>> Begin
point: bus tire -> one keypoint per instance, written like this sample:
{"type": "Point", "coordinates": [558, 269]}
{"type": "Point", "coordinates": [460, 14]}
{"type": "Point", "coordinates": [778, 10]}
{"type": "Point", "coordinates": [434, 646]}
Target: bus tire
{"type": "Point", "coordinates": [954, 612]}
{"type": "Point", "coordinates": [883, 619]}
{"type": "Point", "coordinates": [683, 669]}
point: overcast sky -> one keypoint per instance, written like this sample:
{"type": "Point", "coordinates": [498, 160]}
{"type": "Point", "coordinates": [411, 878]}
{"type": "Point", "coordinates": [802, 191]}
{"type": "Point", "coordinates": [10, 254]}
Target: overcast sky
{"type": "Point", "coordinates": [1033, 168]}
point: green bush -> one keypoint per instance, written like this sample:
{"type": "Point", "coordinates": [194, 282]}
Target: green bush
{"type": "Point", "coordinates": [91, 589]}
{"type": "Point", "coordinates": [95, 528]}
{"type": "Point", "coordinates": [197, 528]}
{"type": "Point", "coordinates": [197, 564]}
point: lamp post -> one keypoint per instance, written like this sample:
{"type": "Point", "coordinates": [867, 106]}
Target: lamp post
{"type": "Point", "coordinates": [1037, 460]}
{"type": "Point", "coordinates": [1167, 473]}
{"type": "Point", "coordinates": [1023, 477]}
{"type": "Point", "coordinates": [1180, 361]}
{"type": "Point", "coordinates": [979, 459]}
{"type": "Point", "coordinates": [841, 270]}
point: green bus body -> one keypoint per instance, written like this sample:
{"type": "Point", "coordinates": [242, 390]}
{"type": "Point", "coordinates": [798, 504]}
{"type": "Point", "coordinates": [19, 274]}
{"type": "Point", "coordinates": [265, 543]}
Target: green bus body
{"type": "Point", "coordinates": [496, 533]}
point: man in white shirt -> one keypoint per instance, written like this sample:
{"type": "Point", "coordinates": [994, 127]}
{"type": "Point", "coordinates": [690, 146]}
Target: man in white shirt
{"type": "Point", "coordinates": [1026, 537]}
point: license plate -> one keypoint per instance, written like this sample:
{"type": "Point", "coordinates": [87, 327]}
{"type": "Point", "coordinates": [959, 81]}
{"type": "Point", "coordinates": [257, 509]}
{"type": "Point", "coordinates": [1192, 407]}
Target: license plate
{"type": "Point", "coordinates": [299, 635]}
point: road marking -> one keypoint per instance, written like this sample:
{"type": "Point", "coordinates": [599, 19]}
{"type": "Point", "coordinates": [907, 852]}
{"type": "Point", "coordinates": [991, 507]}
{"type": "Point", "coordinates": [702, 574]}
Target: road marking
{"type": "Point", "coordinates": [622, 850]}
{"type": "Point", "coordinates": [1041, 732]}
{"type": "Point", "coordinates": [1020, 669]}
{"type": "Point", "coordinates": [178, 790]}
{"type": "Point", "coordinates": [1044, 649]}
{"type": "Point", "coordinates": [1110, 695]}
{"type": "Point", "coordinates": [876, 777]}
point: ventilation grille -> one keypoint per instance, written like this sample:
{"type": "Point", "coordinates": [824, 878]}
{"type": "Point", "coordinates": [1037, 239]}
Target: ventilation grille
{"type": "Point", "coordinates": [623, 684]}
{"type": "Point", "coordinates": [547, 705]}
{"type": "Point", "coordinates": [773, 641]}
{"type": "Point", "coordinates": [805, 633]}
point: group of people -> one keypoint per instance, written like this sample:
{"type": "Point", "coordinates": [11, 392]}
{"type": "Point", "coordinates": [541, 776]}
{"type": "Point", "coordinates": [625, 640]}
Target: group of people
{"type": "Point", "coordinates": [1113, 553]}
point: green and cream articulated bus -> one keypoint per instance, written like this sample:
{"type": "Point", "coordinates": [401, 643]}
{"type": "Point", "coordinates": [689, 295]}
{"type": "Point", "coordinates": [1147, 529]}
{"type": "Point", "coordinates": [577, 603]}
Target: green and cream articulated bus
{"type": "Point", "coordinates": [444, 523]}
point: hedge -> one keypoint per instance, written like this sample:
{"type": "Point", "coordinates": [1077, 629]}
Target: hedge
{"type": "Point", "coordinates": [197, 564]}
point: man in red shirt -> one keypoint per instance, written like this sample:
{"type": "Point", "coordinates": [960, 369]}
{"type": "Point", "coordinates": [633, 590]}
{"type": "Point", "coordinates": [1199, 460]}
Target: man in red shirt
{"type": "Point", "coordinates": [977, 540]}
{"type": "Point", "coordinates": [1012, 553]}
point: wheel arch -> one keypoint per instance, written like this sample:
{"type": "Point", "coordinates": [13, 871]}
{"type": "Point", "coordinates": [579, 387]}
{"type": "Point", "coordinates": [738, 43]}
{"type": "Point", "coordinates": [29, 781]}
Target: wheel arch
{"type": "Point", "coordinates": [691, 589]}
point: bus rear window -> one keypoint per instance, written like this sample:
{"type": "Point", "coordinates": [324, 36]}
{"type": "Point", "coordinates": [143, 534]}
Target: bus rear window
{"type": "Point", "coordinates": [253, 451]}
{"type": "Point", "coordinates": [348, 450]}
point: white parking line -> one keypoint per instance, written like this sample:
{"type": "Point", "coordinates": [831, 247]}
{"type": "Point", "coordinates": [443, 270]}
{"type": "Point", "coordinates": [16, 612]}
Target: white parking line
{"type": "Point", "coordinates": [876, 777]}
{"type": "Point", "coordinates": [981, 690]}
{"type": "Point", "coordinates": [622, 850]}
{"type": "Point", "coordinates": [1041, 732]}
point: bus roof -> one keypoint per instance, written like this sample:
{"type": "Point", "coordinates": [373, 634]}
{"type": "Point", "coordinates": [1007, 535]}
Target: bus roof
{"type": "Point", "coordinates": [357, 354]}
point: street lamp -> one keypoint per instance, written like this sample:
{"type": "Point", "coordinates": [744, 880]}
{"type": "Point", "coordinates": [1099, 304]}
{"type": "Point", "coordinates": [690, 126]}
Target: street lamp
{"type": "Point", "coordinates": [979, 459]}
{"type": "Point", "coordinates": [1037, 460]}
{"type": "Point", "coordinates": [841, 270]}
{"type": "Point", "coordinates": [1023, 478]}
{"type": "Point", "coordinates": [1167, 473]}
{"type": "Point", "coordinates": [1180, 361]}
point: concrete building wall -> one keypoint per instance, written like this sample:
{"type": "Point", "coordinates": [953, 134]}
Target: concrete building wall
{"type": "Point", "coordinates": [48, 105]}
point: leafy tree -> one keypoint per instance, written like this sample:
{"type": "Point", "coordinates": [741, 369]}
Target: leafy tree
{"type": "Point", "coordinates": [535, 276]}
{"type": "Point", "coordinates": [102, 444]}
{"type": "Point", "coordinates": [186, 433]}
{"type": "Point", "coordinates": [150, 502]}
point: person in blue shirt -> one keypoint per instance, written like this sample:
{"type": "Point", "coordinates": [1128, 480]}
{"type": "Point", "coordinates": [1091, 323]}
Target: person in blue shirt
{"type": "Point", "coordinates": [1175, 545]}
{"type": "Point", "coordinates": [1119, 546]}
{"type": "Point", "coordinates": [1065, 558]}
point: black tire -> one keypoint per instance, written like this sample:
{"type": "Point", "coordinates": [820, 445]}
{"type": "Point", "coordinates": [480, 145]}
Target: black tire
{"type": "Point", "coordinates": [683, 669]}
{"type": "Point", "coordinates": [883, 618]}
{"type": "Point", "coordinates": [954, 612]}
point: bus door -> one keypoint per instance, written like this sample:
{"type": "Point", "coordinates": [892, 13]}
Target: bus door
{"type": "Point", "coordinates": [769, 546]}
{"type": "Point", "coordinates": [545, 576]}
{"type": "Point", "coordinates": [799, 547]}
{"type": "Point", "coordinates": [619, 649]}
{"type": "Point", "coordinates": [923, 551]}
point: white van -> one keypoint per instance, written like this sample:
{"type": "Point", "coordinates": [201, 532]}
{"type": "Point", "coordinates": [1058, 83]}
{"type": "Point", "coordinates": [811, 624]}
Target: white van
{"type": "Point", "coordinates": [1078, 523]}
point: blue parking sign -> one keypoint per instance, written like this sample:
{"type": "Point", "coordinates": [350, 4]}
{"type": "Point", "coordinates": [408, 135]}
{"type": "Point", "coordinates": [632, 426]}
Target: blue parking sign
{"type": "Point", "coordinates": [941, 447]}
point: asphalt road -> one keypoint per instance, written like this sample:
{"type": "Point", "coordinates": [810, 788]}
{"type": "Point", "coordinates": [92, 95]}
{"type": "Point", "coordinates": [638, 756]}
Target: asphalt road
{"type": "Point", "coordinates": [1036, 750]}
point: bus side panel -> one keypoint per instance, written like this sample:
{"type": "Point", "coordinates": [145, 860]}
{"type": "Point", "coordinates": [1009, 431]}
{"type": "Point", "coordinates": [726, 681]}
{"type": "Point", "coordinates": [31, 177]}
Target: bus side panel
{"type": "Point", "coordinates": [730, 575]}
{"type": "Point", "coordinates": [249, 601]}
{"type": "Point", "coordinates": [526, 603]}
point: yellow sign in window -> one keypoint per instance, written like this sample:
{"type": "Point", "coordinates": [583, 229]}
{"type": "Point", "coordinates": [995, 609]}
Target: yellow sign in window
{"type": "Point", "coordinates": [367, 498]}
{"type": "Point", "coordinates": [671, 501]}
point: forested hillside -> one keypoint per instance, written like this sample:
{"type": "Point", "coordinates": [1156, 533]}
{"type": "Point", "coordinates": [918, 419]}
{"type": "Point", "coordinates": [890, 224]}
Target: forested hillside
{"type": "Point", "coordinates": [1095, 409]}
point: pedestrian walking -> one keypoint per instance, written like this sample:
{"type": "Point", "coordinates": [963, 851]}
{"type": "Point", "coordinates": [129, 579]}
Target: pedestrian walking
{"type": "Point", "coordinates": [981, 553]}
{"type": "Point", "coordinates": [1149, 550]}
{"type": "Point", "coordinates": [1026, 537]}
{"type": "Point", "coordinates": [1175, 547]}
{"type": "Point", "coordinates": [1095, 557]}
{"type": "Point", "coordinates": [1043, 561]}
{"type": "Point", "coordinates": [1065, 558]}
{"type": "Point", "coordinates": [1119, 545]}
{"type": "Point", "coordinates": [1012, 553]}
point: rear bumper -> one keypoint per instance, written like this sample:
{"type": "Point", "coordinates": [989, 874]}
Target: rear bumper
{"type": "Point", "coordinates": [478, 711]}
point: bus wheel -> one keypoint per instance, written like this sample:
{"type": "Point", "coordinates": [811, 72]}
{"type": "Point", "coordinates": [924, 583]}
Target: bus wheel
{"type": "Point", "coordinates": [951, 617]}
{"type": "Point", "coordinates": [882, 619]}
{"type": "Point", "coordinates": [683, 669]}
>> End
Exercise task —
Only the lines from the one containing "point: yellow sign" to the end of the records should be repeated, exactly as they appear.

Result for this task —
point: yellow sign in window -> one keypoint per instance, written like this sample:
{"type": "Point", "coordinates": [583, 229]}
{"type": "Point", "coordinates": [995, 609]}
Target: yellow sign in window
{"type": "Point", "coordinates": [367, 498]}
{"type": "Point", "coordinates": [671, 501]}
point: forested hillside -> one keypoint per instance, written like this sample:
{"type": "Point", "coordinates": [1156, 533]}
{"type": "Point", "coordinates": [918, 419]}
{"type": "Point", "coordinates": [890, 224]}
Target: forested hillside
{"type": "Point", "coordinates": [1095, 409]}
point: pedestrian walking -> one keypoint per instance, written like this sample:
{"type": "Point", "coordinates": [963, 851]}
{"type": "Point", "coordinates": [129, 579]}
Target: pedestrian walking
{"type": "Point", "coordinates": [981, 553]}
{"type": "Point", "coordinates": [1149, 550]}
{"type": "Point", "coordinates": [1026, 537]}
{"type": "Point", "coordinates": [1175, 547]}
{"type": "Point", "coordinates": [1095, 557]}
{"type": "Point", "coordinates": [1043, 561]}
{"type": "Point", "coordinates": [1065, 558]}
{"type": "Point", "coordinates": [1119, 545]}
{"type": "Point", "coordinates": [1012, 553]}
point: rear bumper -> one keypoint per instance, written like this sample:
{"type": "Point", "coordinates": [989, 874]}
Target: rear bumper
{"type": "Point", "coordinates": [478, 711]}
point: bus wheel -> one keypoint per instance, written like this sample:
{"type": "Point", "coordinates": [811, 72]}
{"type": "Point", "coordinates": [924, 583]}
Target: bus wheel
{"type": "Point", "coordinates": [951, 617]}
{"type": "Point", "coordinates": [882, 619]}
{"type": "Point", "coordinates": [683, 669]}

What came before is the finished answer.